== TEXT EXCERPT
Re: A server using the DeDupe library/exploring ML tuning weights

Just to be clear, I don't think it's a bad thing if there might need to be
more state at the server - for some situations that's good and will let you
do a better job of matching.

I hope that there can be a protocol where it's possible to implement it
completely stateless at the server for the base case, and potentially opt
into features that need to store some state - the manifest can tell clients
what's supported and what isn't on a particular server. That way, clients
that don't want to use the stateful features or don't know about them can
ignore those features and work like they do today.

Also - if folks haven't tried it, the Gazetteer example from dedupe is
really easy to get started with, it runs in a terminal and it's just
python, no server needed:
https://github.com/dedupeio/dedupe-examples

it's worth just seeing that workflow.

-Erik


On Thu, Jun 3, 2021 at 1:47 AM Antonin Delpeuch <antonin@delpeuch.eu> wrote:

> Hi Erik,
>
> Thank you so much for investigating this!
>
> About having the discussion here or on the mailing list, I think it's
> great to have a thread about it on the mailing list. We have links in both
> directions so it should not be too hard for people to find the information
> they need.
>
> I guess I should now find the time to make a similar prototype to
> demonstrate how I would see matching features being used for a client-side
> ML workflow (without adding any state to the server).
>
> Best,
>
> Antonin
> On 03/06/2021 00:33, Erik Paulson wrote:
>
> Vladimir: I commented on that issue a few weeks back, and did reference it
> in my email. I always intended to put a pointer in that issue to this
> email, however, because that was my first post to the mailing list it took
> a couple of days before my email hit the archives so I couldn't get to it
> right after posting. Also, much of the email isn't germane to the issue
> being discussed - using DeDupe as the library for matching isn't really
> part of the protocol extension. However, there's now a link in the
> discussion to my message on the list. I'm happy to take the discussion to
> Github or to leave it here, whatever the community norms are for
> discussions I'm happy to follow.
>
> Thad: I agree that many of the security/privacy issues will sort
> themselves out depending on how #26 goes. I'm not sure that I'd want to say
> that the "session" used in authentication should be reused for the
> matching. For example, say that we're using API keys, and I have one API
> key for a reconciliation API server. I may still want two different
> sessions for two different datasets - if I'm trying to reconcile a dataset
> of films against the knowledge base, and maybe in a different OR project
> I'm reconciling sports venues. I might be using the same API key for both,
> but I'd want to train two different matchers, one for films and one for
> sports venues, so under my setup, I'd have those as two different sessions.
>
> Again, happy to pick this up back on Github or to continue this here, or
> to split between them. Whatever folks would normally do!
>
> -Erik
>
>
> On Tue, Jun 1, 2021 at 9:23 AM Thad Guidry <thadguidry@gmail.com> wrote:
>
>> Erik,
>>
>> Regarding security, I don't think we need anything directly in the API
>> itself other than supporting authentication as we've talked about in the
>> past in issue #26 <https://github.com/reconciliation-api/specs/issues/26>
>> .
====
== EXTRACTED ENTRIES
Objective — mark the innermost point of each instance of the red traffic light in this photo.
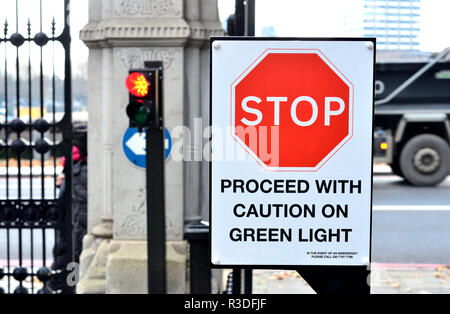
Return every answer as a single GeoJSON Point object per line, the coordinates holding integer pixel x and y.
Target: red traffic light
{"type": "Point", "coordinates": [137, 84]}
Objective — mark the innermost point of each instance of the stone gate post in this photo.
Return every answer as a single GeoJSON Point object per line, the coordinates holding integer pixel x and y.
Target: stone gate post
{"type": "Point", "coordinates": [123, 34]}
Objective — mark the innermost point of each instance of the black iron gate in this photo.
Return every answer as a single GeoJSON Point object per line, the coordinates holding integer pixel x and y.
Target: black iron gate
{"type": "Point", "coordinates": [35, 133]}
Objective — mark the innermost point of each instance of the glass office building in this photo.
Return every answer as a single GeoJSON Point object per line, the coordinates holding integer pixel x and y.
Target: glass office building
{"type": "Point", "coordinates": [395, 23]}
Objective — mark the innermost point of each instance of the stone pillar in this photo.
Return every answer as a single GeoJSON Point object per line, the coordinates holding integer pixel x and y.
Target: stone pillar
{"type": "Point", "coordinates": [123, 34]}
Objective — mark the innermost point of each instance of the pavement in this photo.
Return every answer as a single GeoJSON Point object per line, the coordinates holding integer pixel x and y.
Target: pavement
{"type": "Point", "coordinates": [410, 242]}
{"type": "Point", "coordinates": [385, 279]}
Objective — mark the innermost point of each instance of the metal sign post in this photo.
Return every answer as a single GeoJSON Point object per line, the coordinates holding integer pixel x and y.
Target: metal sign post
{"type": "Point", "coordinates": [156, 222]}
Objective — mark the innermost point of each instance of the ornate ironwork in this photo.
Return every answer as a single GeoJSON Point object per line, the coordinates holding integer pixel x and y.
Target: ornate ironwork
{"type": "Point", "coordinates": [31, 211]}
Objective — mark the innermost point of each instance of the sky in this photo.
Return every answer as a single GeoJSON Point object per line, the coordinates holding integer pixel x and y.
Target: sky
{"type": "Point", "coordinates": [329, 18]}
{"type": "Point", "coordinates": [296, 18]}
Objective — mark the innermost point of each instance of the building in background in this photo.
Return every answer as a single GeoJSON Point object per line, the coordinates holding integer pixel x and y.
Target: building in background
{"type": "Point", "coordinates": [395, 23]}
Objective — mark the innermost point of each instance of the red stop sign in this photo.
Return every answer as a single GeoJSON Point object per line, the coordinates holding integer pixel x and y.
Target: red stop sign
{"type": "Point", "coordinates": [292, 109]}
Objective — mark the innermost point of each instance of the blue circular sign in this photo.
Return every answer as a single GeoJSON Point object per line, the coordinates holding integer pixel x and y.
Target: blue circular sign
{"type": "Point", "coordinates": [134, 146]}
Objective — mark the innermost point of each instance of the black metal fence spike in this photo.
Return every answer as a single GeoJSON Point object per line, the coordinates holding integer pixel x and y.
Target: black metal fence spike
{"type": "Point", "coordinates": [29, 27]}
{"type": "Point", "coordinates": [17, 39]}
{"type": "Point", "coordinates": [53, 26]}
{"type": "Point", "coordinates": [6, 27]}
{"type": "Point", "coordinates": [35, 206]}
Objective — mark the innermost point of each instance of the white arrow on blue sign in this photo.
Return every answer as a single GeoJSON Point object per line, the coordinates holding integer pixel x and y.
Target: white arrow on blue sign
{"type": "Point", "coordinates": [134, 146]}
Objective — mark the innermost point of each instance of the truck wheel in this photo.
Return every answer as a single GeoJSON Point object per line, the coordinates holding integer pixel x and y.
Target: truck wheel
{"type": "Point", "coordinates": [424, 161]}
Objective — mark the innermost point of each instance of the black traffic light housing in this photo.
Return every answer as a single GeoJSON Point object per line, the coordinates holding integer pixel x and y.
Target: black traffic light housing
{"type": "Point", "coordinates": [145, 96]}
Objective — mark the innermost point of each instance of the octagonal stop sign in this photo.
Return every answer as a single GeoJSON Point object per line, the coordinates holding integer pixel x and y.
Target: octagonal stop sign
{"type": "Point", "coordinates": [292, 109]}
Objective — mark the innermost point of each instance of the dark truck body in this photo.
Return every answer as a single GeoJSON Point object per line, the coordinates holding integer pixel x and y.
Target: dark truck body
{"type": "Point", "coordinates": [413, 127]}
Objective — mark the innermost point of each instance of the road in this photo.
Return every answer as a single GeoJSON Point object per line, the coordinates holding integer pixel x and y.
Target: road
{"type": "Point", "coordinates": [410, 224]}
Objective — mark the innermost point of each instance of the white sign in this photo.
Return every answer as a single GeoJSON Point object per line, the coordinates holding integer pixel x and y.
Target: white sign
{"type": "Point", "coordinates": [291, 169]}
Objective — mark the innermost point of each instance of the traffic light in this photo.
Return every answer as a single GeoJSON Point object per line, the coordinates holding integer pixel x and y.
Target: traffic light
{"type": "Point", "coordinates": [144, 90]}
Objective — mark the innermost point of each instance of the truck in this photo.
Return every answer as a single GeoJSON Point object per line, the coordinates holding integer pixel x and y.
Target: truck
{"type": "Point", "coordinates": [412, 118]}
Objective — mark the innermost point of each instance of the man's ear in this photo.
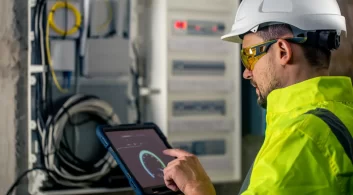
====
Translate this sentence from the mailing-list thread about a DeDupe server into Spanish: "That way, clients that don't want to use the stateful features or don't know about them can ignore those features and work like they do today."

*COMPLETE RESPONSE:* De esa manera, los clientes que no quieran usar las funciones con estado o que no las conozcan pueden ignorar esas funciones y trabajar como lo hacen hoy.